Segmentation labeling items
- - -

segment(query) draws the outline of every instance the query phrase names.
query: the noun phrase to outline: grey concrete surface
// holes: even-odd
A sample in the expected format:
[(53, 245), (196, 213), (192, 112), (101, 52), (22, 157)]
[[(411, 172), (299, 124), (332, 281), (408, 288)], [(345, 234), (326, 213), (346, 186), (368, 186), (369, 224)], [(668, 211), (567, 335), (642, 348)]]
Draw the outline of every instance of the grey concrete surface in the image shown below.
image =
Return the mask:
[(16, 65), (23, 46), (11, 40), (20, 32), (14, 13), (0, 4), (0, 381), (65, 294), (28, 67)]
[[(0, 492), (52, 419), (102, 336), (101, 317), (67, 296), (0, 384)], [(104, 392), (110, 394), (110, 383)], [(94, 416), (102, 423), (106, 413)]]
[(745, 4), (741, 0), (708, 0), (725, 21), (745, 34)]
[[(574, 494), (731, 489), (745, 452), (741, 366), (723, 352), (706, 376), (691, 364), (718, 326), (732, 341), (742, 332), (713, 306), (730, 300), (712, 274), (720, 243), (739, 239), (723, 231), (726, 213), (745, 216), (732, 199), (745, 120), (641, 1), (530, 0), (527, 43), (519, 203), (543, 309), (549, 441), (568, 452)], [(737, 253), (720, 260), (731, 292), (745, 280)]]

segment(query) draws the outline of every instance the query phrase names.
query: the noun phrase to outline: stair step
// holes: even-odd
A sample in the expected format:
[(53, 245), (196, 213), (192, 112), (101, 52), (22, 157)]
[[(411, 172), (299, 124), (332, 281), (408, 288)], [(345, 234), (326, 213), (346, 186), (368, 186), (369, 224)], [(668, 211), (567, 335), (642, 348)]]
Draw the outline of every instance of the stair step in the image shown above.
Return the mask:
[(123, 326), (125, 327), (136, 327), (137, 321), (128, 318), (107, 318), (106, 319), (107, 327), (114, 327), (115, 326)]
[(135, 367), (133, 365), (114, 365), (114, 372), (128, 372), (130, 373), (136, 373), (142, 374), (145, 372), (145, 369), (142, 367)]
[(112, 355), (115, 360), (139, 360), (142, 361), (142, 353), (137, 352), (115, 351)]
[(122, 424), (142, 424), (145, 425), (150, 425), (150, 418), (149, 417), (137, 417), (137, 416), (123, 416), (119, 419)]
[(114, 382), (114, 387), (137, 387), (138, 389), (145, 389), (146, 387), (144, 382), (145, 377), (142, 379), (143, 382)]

- - -

Problem to solve
Put the lines above, from the first line of the rows through the line containing "[(745, 4), (741, 0), (708, 0), (725, 21), (745, 34)]", into a Markdown table with the columns No. and Line. Number each line and skip any blank ones.

Written answer
| No. | Line |
|---|---|
| 1 | segment(query) draws the outline of every instance the query phrase names. |
| 2 | query: the noun phrase to outline: grey concrete surface |
| 3 | // holes: even-odd |
| 4 | A sample in the expected format: |
| 5 | [(53, 245), (196, 213), (192, 112), (101, 52), (22, 157)] |
| 6 | [[(411, 172), (299, 124), (332, 281), (408, 288)], [(345, 234), (326, 213), (346, 186), (368, 186), (369, 224)], [(668, 211), (567, 335), (642, 348)]] |
| 7 | Draw the outline of every instance of the grey concrete surface in the image shown below. |
| 8 | image = |
| 9 | Return the mask: |
| 10 | [(16, 65), (23, 46), (11, 40), (20, 32), (14, 13), (0, 4), (0, 381), (65, 294), (28, 67)] |
| 11 | [[(0, 492), (52, 419), (102, 336), (101, 317), (67, 296), (0, 384)], [(104, 392), (110, 394), (110, 383)], [(94, 416), (102, 423), (106, 413)]] |
| 12 | [(745, 4), (741, 0), (708, 0), (725, 21), (745, 34)] |